▶ Text section:
.....

Objective: The objectives of the 
Explorations in Supercomputing (EiS) program 
are to train teachers in Alabama, Arkansas, 
Mississippi and Tennessee in High 
Performance Computing and Communications 
(HPCC) methods and to encourage the 
implementation of HPCC in secondary 
mathematics and science curricula. EiS-trained 
teachers become “Master Teachers” who are 
capable of training teachers in their local 
districts. 

Approach: The EiS approach allows 
extensive contact with the teachers during the 
training period. Two teachers from each school 
are invited to participate in an in-depth, two- 
week workshop during the first summer. During 
the following academic year, the teachers host 
a regional workshop and instruct other teachers 
in the basic methods of computational science, 
as well as remaining in close contact with the 
program directors. After a second summer of 
training, the participating teachers can function 
as Master Teachers for their region beginning 
the second academic year.

.....

▶ Objective:
According to the EiS program description, how many teachers from each school are invited to the first-summer workshop?

▶ Source data:
.....

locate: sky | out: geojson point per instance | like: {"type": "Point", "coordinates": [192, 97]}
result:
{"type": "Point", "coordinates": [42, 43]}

.....

▶ Solution:
Two teachers from each school.